Task prompt
Quote the lines from the line holding "the white media" to the very end of the listing, exactly, and no others.
****************
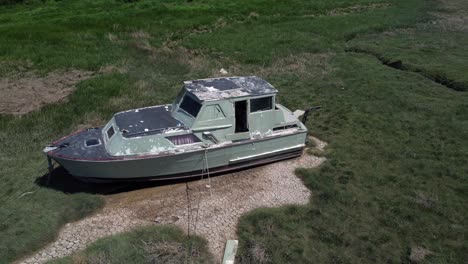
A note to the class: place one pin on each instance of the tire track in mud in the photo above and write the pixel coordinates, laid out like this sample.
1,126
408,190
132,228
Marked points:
216,205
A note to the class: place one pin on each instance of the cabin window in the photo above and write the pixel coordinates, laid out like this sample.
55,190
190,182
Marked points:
190,105
110,132
261,104
92,142
183,139
212,112
240,111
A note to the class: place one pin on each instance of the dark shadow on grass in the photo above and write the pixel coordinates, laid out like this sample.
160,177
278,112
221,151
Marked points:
59,179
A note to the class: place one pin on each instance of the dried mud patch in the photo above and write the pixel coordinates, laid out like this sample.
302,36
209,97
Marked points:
27,92
210,207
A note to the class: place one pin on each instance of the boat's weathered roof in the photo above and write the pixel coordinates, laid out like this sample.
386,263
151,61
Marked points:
228,87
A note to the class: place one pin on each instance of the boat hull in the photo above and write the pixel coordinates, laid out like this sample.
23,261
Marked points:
189,164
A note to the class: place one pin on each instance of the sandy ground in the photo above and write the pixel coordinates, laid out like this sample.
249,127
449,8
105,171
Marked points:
27,91
215,206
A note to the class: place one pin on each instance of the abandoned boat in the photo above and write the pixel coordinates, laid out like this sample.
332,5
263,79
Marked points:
218,124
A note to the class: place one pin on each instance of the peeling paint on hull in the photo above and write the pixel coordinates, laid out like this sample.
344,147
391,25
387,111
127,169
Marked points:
188,164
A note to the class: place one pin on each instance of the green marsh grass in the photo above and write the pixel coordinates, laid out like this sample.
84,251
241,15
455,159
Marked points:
396,170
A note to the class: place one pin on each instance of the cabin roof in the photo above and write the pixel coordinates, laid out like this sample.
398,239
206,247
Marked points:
228,87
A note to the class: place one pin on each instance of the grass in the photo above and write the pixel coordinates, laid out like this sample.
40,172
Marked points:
144,245
396,170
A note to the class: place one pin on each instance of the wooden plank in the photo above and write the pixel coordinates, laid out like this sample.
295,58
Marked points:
230,251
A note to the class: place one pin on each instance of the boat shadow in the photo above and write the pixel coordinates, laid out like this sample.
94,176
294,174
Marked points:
60,180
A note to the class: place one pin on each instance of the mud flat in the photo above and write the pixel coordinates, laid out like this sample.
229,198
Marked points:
215,206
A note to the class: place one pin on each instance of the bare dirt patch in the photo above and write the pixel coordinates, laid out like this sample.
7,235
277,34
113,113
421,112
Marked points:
27,91
210,212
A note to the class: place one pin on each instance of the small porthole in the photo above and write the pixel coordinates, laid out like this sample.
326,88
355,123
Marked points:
92,142
110,132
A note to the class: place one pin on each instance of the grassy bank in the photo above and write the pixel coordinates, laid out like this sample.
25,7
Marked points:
397,154
144,245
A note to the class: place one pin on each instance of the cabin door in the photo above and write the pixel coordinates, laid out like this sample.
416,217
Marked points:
241,116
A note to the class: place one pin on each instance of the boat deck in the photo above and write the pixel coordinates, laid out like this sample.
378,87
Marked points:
74,146
146,121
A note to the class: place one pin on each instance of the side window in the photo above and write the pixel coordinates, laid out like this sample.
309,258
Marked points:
261,104
110,132
212,112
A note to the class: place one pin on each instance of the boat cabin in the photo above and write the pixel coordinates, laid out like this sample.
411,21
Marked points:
206,113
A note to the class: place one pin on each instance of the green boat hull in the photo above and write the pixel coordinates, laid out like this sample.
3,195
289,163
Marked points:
189,164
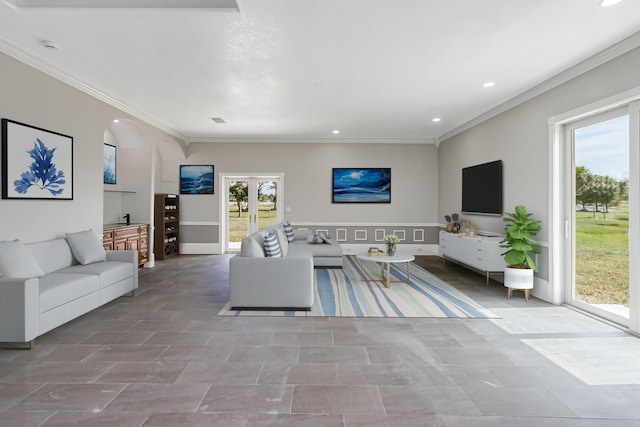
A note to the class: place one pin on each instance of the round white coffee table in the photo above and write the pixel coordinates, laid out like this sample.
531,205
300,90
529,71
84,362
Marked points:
385,263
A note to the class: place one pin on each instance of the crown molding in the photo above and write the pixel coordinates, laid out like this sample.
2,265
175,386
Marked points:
600,58
305,140
64,77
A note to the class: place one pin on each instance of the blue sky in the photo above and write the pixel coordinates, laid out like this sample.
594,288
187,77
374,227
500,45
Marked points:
603,147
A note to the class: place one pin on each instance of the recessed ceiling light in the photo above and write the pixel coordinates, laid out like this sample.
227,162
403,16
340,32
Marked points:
49,44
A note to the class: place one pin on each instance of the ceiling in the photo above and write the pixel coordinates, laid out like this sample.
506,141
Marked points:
293,70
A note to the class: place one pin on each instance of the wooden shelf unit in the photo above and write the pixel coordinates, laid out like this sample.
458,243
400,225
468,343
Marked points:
128,238
167,225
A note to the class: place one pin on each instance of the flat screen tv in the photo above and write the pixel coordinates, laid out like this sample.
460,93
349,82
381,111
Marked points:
482,189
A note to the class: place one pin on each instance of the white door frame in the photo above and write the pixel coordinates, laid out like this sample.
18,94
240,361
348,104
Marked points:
223,179
560,231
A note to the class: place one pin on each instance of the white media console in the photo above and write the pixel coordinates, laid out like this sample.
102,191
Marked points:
480,252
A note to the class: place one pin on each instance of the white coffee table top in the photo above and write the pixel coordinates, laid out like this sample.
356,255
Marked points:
388,259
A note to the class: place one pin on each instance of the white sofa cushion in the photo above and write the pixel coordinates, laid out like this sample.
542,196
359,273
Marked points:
315,239
16,261
288,230
109,272
57,289
52,255
251,248
86,247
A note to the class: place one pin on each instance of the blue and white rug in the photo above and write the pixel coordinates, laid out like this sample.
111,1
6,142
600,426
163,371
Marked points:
343,293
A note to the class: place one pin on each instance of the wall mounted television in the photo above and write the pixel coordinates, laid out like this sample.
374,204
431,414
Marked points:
482,189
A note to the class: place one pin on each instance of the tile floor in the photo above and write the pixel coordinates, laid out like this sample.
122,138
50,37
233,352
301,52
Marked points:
163,358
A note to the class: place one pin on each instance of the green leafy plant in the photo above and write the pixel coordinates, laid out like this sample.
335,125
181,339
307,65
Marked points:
518,230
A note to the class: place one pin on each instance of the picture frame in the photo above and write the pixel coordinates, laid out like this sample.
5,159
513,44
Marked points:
36,163
196,179
110,164
361,185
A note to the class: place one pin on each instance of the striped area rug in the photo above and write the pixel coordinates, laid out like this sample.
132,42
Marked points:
****************
Response to this task
A note to the class: place one pin on each instance of the white media console in the photo above and write the pixel coordinates, laid out like this sample.
102,191
Marked points:
480,252
A note to the class: place one pin on each instance of the white coffee table top in the photo above and write the pixel coordinates, laid out like this sample.
356,255
Marked points:
388,259
A note to the class: place one pin on each instance of the white sofa cushion in the photo above and write the pixel coordinates, laid out like this sample.
542,196
359,273
Marked points:
315,239
16,261
288,230
109,272
57,289
52,255
251,248
86,247
A note to the class: place one pin on each instance of the blue and white rug in the photo above and write the pixel coordinates, laid out like this sample.
111,1
6,142
600,426
163,371
Marked points:
343,293
A note to the class: place one pin on each instance of the wall mounted television in the photo above and write the pixel coordinates, laid out like this sample.
374,204
431,414
Marked points:
482,189
A note to the class: place one pin on each instance of the tile floor in the photo above and write the pixel coordinates, laid out like this sample.
122,138
50,37
233,352
301,52
Marked points:
163,358
A note to the class: place one pin on each instance of the green leafy plant in the photo above and write the pixel coordinates, laid out like this sample.
335,125
181,339
307,65
Marked points:
518,230
A note to the class: place one pin on each instance of the picture frame in the photo above and write the pixel coordinates, laid out like this sample.
5,159
513,44
Marked points:
36,163
196,179
110,164
361,185
A note to the class: place one pin on each instance of the striped area rug in the photo above and write the pixel coordinates, laid out like this sample.
132,42
Marked points:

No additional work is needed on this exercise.